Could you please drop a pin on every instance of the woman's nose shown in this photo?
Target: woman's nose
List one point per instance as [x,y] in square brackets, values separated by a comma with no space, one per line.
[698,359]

◆ ◆ ◆ ◆

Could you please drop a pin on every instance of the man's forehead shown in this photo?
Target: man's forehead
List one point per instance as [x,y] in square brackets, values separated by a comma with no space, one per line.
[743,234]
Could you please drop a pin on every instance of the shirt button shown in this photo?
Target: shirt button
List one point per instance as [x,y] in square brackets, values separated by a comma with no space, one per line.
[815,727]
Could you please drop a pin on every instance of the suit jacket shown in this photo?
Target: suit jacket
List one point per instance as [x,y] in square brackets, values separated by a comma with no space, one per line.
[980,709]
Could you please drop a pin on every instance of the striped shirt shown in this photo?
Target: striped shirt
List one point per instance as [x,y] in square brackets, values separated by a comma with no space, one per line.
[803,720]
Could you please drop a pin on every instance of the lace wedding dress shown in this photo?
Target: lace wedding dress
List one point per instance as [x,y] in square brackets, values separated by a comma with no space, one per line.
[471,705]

◆ ◆ ◆ ◆

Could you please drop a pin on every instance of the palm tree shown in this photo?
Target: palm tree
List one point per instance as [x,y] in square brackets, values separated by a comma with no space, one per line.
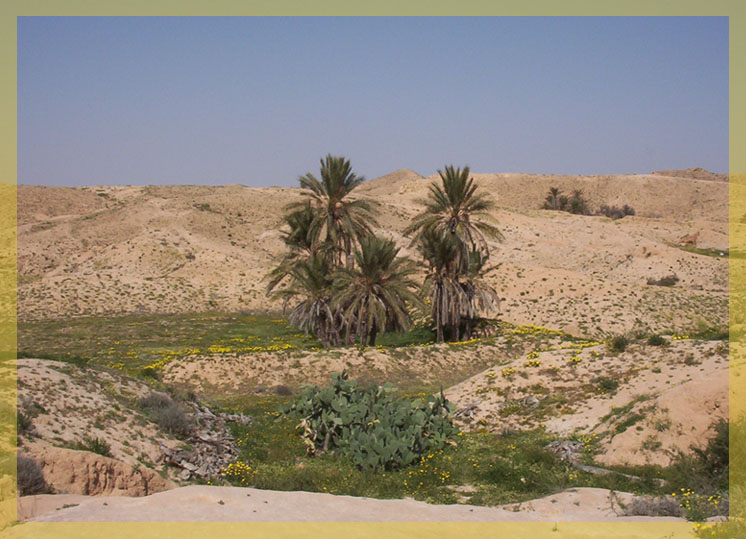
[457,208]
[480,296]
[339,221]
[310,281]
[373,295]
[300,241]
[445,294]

◆ ◆ ◆ ◆

__What to produce__
Count all lines of the data that include "palm". The answer is the number alone.

__Written answer__
2